## ACTION ITEM
Output each record exactly. Leave none out.

EXERCISE MATERIAL section start

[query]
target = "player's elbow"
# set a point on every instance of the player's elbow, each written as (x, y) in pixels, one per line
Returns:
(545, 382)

EXERCISE MATERIAL section end

## EXPECTED ANSWER
[query]
target = "player's elbow"
# set a point on every instance of the player's elbow, each written as (x, y) in pixels, one per line
Returns:
(545, 382)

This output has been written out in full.